- **Goal of the exercise**:
Please rescale the material from the line with "ceiling for disaster-response mapping." up to and including the line with "[0,0,640,428]". Reproduce only those lines, requests included, with every bounding-box coordinate in the answers multiplied by 1.85 and rounded to a whole number, halves rounded up.

(Extracted records)
—————
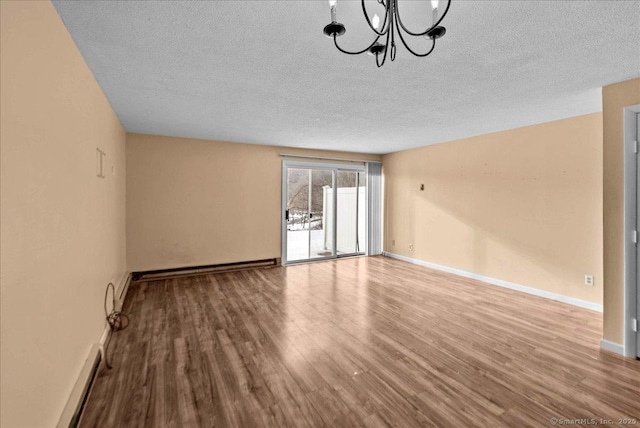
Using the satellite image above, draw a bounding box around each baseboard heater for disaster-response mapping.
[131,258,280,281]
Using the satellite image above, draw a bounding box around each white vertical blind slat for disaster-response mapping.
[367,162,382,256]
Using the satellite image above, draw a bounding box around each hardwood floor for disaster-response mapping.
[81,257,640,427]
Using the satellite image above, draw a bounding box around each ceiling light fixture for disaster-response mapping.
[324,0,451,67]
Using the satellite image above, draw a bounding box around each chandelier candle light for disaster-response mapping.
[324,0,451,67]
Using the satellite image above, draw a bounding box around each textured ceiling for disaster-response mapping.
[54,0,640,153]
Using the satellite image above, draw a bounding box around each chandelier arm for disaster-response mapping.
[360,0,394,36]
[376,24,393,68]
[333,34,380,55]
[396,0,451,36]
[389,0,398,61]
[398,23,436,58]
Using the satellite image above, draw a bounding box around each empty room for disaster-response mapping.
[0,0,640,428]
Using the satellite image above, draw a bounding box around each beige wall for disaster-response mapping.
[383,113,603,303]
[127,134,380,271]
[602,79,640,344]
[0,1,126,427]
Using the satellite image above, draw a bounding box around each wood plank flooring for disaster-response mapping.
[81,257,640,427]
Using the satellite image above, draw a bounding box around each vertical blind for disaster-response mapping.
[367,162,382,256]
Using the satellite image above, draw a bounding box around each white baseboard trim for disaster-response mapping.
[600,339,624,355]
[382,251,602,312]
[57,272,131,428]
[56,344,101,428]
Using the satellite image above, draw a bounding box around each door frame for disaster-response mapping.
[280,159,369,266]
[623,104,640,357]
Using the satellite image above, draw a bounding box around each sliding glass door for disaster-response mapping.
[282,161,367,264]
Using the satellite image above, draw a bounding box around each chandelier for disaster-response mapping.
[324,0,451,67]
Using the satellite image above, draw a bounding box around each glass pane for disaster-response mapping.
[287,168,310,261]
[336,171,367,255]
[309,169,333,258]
—————
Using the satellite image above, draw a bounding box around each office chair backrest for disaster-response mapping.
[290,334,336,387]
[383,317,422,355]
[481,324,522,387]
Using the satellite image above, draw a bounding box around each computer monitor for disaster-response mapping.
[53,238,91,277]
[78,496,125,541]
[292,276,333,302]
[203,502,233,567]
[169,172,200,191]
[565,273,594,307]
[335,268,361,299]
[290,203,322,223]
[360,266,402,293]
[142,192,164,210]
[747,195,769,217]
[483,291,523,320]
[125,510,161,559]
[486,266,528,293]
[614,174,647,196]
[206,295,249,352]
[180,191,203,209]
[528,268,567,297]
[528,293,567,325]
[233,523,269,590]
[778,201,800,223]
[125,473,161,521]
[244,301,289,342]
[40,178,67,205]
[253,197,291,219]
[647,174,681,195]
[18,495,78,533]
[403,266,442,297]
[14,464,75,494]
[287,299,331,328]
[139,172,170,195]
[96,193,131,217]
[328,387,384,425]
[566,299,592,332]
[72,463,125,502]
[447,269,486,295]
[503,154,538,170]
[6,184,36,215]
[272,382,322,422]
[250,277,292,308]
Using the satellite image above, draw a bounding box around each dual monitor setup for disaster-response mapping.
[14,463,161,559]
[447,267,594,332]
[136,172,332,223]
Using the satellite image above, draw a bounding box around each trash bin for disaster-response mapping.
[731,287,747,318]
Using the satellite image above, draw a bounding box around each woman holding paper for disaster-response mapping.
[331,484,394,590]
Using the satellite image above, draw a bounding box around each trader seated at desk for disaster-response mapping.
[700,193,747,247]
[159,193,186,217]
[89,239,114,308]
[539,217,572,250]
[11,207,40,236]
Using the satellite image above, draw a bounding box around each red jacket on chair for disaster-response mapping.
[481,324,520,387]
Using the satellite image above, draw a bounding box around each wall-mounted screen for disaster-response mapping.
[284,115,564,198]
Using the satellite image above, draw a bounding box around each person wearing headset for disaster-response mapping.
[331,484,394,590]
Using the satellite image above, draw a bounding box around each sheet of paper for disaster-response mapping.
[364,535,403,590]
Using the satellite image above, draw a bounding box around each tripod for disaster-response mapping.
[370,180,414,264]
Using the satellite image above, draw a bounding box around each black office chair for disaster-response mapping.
—————
- **Written response**:
Using the satellite image above, draw a bounding box around each textured ceiling for disaster-response mapping.
[100,0,1184,283]
Using the satellite image above, draw a bounding box around each chandelier arm for disaster-response mapping.
[666,0,729,67]
[696,44,727,126]
[616,63,703,102]
[733,0,834,67]
[720,0,736,113]
[736,43,807,107]
Using the satellite image above, draw a bounding box around each empty room for disaster-response mapping.
[0,0,1184,792]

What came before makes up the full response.